REQUIRED WORK:
Every entry must be repeated exactly. Exclude all pictures.

Collected data:

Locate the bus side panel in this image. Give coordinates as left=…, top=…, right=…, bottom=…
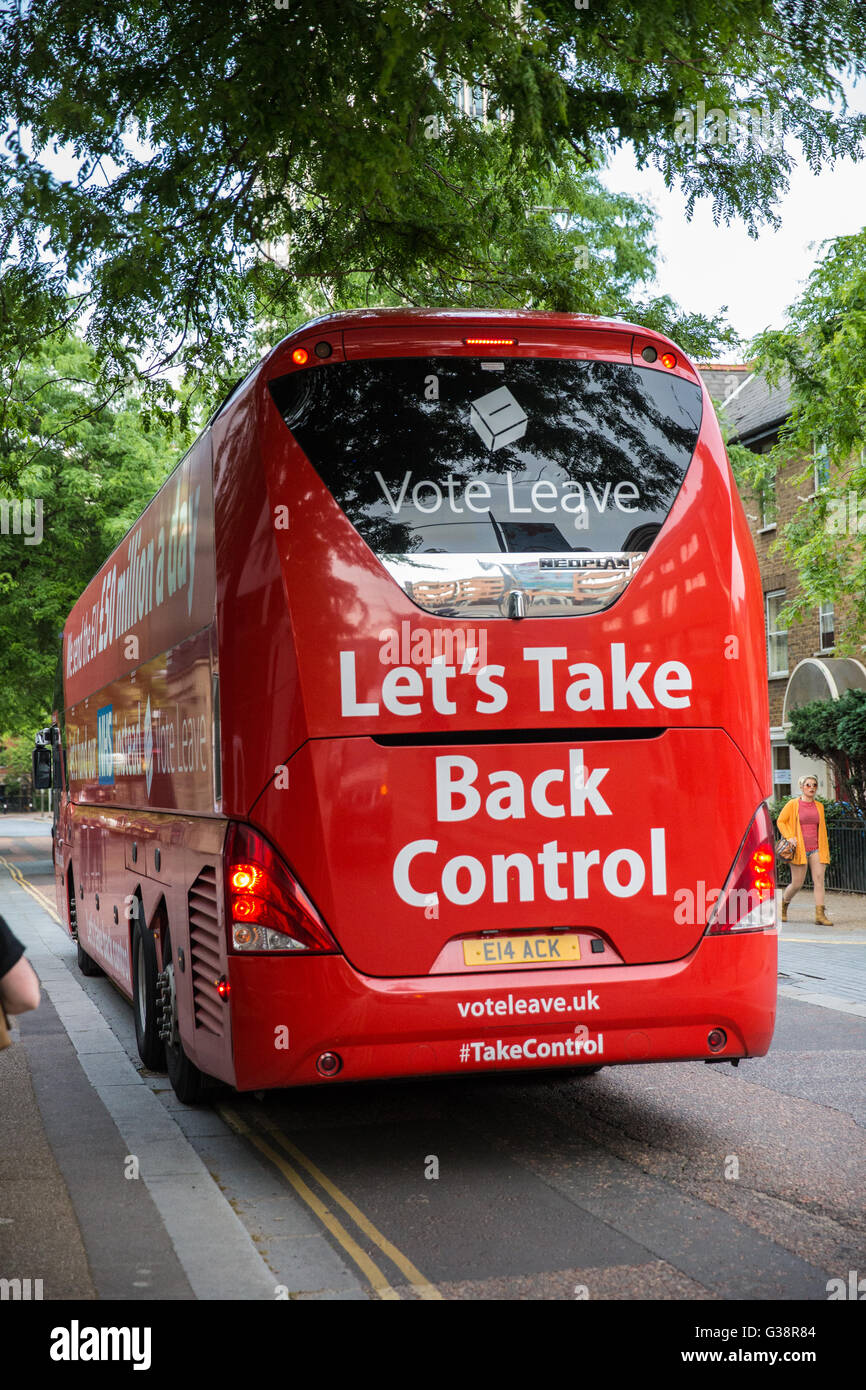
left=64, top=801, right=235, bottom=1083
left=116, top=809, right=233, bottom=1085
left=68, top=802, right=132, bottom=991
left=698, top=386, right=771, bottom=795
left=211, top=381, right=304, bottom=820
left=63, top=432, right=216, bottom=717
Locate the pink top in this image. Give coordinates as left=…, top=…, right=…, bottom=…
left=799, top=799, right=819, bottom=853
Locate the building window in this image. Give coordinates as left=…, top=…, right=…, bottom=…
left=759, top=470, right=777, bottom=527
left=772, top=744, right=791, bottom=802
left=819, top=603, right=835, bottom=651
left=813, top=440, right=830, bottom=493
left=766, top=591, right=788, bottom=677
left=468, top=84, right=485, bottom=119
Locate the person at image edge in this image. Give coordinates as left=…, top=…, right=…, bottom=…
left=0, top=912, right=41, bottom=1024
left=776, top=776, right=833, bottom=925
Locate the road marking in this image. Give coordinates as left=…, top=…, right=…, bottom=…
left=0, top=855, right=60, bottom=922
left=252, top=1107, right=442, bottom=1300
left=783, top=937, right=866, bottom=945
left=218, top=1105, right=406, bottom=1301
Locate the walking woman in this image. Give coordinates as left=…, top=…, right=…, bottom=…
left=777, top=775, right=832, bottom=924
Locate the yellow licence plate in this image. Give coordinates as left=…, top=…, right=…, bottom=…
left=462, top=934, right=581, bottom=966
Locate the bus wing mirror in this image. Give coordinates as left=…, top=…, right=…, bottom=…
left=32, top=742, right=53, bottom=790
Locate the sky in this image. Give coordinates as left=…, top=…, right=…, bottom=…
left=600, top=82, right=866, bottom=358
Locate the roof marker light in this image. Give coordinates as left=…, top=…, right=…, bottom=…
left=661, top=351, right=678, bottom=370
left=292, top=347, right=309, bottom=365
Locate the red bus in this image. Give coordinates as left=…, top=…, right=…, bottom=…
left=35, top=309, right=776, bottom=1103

YOUR SOLUTION:
Locate the bus side panel in this image. Give coordinates as left=…, top=…, right=…, bottom=…
left=64, top=801, right=235, bottom=1083
left=116, top=809, right=233, bottom=1085
left=68, top=802, right=132, bottom=991
left=698, top=386, right=771, bottom=795
left=211, top=381, right=304, bottom=820
left=63, top=432, right=216, bottom=717
Locate the pink top in this image. Give coordinates as left=…, top=…, right=…, bottom=…
left=799, top=799, right=819, bottom=853
Locate the building window in this image. Give coordinates as left=…, top=…, right=…, bottom=…
left=759, top=470, right=777, bottom=527
left=772, top=744, right=791, bottom=802
left=819, top=603, right=835, bottom=651
left=813, top=440, right=830, bottom=493
left=766, top=591, right=788, bottom=677
left=468, top=84, right=485, bottom=119
Locate the person at image edge in this image. Give coordinates as left=…, top=…, right=…, bottom=…
left=0, top=912, right=41, bottom=1024
left=776, top=776, right=833, bottom=925
Locate the road marking in this image. Give coordinates as left=…, top=…, right=…, bottom=…
left=0, top=855, right=60, bottom=922
left=252, top=1107, right=442, bottom=1300
left=783, top=937, right=866, bottom=945
left=218, top=1105, right=406, bottom=1301
Locate the walking woman in this image. Give coordinates as left=…, top=…, right=…, bottom=…
left=777, top=775, right=832, bottom=924
Locate the yellow licence plate in this image. Give coordinates as left=…, top=…, right=…, bottom=…
left=462, top=934, right=581, bottom=966
Locate the bus wing mirror in this image. Give coordinates as left=…, top=…, right=…, bottom=…
left=32, top=742, right=53, bottom=790
Locate the sky in this image. Give coordinates as left=…, top=…, right=…, bottom=…
left=600, top=82, right=866, bottom=358
Locate the roof marker light in this image. Give coordinates as left=…, top=…, right=…, bottom=…
left=661, top=351, right=678, bottom=370
left=292, top=347, right=309, bottom=365
Locate the red bus in this image. Give coordinates as left=…, top=…, right=…, bottom=…
left=35, top=309, right=776, bottom=1103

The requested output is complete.